## Reading passage

**********

Since \(\lambda (u)\) has no real roots, we have

$$\begin{aligned} \mathcal {H}^{*}_p&= \bigl \{(x,y)\in {\mathbb {R}}^2 :\quad \exists u\in {\mathbb {R}}\quad g_1(x,y,u) = g_2(x,y,u) = 0\bigr \}\\&=\bigl \{(x,y)\in {\mathbb {R}}^2 :\quad \exists u\in {\mathbb {R}}\quad h_1(x,y,u) = h_2(x,y,u) = 0\bigr \}. \end{aligned}$$

Consider the resultant of the polynomials \(h_1\) and \(h_2\) with respect to u:

$$\begin{aligned} h(x,y)\mathrel {\mathop :}={\text {Res}}_u(h_1,h_2)\in {\mathbb {R}}[x,y], \end{aligned}$$

which is a non-zero polynomial because \(\gcd _u(h_1,h_2)=1\).

**********

## Dataset records
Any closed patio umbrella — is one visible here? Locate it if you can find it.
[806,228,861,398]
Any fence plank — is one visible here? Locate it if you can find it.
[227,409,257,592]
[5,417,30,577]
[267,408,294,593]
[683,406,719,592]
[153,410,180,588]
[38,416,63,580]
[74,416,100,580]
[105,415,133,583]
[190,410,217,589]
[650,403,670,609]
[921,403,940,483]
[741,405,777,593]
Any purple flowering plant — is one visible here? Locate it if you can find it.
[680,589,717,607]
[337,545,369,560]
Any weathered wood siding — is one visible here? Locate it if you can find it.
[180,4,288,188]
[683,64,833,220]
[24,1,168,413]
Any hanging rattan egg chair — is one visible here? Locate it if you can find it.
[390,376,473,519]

**********

## Set exercise
In the passage on the resultant, what is the stated reason that h(x,y) is a non-zero polynomial?

## Worked solution
It is non-zero because the greatest common divisor of h₁ and h₂ with respect to u is 1.